What you have to do -> Every line of the data is to be transcribed as it stands.

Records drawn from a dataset
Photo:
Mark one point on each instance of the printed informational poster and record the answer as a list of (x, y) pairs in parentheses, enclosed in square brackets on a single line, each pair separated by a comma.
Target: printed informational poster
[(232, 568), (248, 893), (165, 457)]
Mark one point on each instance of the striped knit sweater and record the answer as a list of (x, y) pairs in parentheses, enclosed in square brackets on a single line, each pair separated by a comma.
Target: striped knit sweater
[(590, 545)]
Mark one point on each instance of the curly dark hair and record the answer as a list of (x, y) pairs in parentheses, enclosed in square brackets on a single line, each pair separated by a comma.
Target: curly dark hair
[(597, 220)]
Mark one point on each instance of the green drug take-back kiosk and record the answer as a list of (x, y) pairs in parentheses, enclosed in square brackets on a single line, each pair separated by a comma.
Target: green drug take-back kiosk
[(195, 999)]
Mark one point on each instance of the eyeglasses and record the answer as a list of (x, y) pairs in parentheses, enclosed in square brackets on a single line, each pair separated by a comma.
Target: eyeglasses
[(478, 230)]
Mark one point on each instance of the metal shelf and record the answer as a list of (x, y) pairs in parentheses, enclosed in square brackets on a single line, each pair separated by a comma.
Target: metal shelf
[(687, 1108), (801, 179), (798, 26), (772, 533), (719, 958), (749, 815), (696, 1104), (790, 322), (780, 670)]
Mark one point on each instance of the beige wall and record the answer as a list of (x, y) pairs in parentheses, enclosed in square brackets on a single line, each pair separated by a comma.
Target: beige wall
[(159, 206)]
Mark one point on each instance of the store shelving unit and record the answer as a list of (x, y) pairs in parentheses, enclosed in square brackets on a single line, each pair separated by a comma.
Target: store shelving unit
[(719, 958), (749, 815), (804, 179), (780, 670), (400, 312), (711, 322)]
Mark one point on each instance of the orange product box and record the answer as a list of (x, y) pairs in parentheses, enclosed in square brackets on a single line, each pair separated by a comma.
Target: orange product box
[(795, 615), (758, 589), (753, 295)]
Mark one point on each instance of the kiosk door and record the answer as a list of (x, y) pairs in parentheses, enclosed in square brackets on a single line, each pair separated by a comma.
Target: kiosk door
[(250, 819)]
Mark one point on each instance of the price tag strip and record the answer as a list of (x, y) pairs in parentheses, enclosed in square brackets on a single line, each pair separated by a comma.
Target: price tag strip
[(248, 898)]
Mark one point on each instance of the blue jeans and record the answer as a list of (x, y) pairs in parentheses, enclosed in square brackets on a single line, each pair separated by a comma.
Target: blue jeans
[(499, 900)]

Response to this exercise ->
Photo:
Mark one point on each instance of the printed informational poster and record the answer as a list of (x, y) pairs in parentheses, enclosed in square brackets on a single line, each pair separated by a comma.
Target: printed informational poster
[(232, 568), (248, 893), (165, 457)]
Mark one point on each instance of the striped knit sweater and record the answer as a list of (x, y) pairs in parentheses, enclosed in square brackets on a single line, each pair separated by a comma.
Target: striped knit sweater
[(590, 545)]
Mark one point on each instance of the curly dark hair and record the answer as a list of (x, y) pairs in parentheses, enclosed in square brackets on a single line, each pair separated by a comma.
Target: curly dark hair
[(597, 220)]
Mark one point on each instance of the green drug take-back kiosk and record the answer as a list of (x, y) pairs in parentheses, enclosed in square brackets on a single line, each pair separated by a comma.
Target: green drug take-back kiosk
[(195, 999)]
Mark one point on each instance of the eyeglasses and record the answer as a list of (x, y) pairs in parentheses, enclosed in square brackets on a single line, each pair separated by a comma.
Target: eyeglasses
[(478, 230)]
Mark one point on each instance of the metal shelf and record the answer as a list of (x, y) pairs in parentheses, enclosed in square brackets on a single line, each pair separated by a comma.
Target: metal shelf
[(687, 1108), (801, 179), (798, 26), (772, 533), (719, 958), (749, 815), (696, 1104), (790, 322), (780, 670)]
Mark one point on each instance of the beige wall and record the answer as a list of (x, y) pairs in parentheses, enclosed in square brackets on a single line, each pair separated by a comma.
Target: beige wall
[(159, 206)]
Mark one point on each instance of the store shelving unit and record the answer as a list of (x, y) pairs in parentheses, enclosed in square brackets on a single line, each pair separated by a comma.
Target: store shelving unit
[(719, 958), (749, 815), (804, 179), (780, 670), (400, 312), (711, 322)]
Mark one point on each instance of the orange product box and record the answer as a list of (x, y) pairs in parentheses, enclosed in square brackets on a single line, each pair separated by a comma.
Target: orange product box
[(795, 615), (758, 589), (753, 295)]
Mark one point on each instance of the kiosk door and record the answer as a list of (x, y) pairs in parentheses, enclosed in square brackets on a single line, each pair separated by a comma.
Target: kiosk door
[(250, 819)]
Mark one point on each instance of the price tag strip and record the answer as a list of (x, y) pairs in parentheses, enclosed in square brackets on a single line, each pair separated by a comma.
Target: price tag strip
[(248, 898)]
Mark one point on each instance of the blue jeans and record the answer as a list of (x, y) pairs in parentheses, enclosed in square brackets on a single line, each pair separated by a comma.
Target: blue jeans
[(499, 900)]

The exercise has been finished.